- **给定任务 1**: 请重写所给文本的一段代码,从含有“import azureml.core”的那一行开始,到“experiment=Experiment(ws, 'nyc-taxi')”结束,并把其中的“nyc-taxi”替换为“taxi-trips”。
- **给定任务 2**: 将所给文本中的句子“状态为“准备中”超过 2 小时。”译成英文。
- **给定任务 3**: 列出所给文本的代码中用 from … import 语句导入的全部类名。

- **所给文本**:
我已提交在远程计算上运行的 autoML(Standard_D12_v2 - 4 节点集群 28GB,每个 4 核)
我的输入文件大约是 350 MB。
状态为“准备中”超过 2 小时。然后它失败了。
User error: Run timed out. No model completed training in the specified time. Possible solutions:
1) Please check if there are enough compute resources to run the experiment.
2) Increase experiment timeout when creating a run.
3) Subsample your dataset to decrease featurization/training time.
下面是我的 python-Notebook 代码,请帮忙。
import azureml.core
from azureml.core.experiment import Experiment
from azureml.core.workspace import Workspace
from azureml.core.dataset import Dataset
from azureml.core.compute import ComputeTarget
from azureml.train.automl import AutoMLConfig
ws = Workspace.from_config()
experiment=Experiment(ws, 'nyc-taxi')
cpu_cluster_name = "low-cluster"
compute_target = ComputeTarget(workspace=ws, name=cpu_cluster_name)

- **源记录**:
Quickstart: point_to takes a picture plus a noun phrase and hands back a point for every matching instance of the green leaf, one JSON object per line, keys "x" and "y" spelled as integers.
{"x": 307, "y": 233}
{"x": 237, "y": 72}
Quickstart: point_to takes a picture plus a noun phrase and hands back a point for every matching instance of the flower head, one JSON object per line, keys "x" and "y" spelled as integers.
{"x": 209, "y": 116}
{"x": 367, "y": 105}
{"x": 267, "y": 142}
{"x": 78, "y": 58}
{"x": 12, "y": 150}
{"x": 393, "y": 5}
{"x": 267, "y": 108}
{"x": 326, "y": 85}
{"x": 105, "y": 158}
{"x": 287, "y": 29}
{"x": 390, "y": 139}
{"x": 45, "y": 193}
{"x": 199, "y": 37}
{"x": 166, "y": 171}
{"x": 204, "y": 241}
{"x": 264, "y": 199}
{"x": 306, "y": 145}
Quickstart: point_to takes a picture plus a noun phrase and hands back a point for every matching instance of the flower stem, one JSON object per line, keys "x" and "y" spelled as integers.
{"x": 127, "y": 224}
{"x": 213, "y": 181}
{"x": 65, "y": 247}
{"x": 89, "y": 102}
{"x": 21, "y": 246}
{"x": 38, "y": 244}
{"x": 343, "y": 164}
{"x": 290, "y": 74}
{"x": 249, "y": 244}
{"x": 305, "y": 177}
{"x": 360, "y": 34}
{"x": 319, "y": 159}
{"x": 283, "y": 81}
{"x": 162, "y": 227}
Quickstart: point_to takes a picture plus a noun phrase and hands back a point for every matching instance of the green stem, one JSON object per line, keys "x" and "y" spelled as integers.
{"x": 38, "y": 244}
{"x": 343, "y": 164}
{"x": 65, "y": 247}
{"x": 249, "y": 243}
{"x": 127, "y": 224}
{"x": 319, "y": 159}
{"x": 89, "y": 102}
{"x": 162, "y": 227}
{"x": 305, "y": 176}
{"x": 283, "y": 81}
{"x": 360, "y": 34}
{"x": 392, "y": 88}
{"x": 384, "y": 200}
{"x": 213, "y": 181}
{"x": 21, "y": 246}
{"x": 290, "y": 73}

- **预期输出 1**:
import azureml.core
from azureml.core.experiment import Experiment
from azureml.core.workspace import Workspace
from azureml.core.dataset import Dataset
from azureml.core.compute import ComputeTarget
from azureml.train.automl import AutoMLConfig
ws = Workspace.from_config()
experiment=Experiment(ws, 'taxi-trips')

- **预期输出 2**: The status was "Preparing" for more than 2 hours.

- **预期输出 3**: Experiment、Workspace、Dataset、ComputeTarget、AutoMLConfig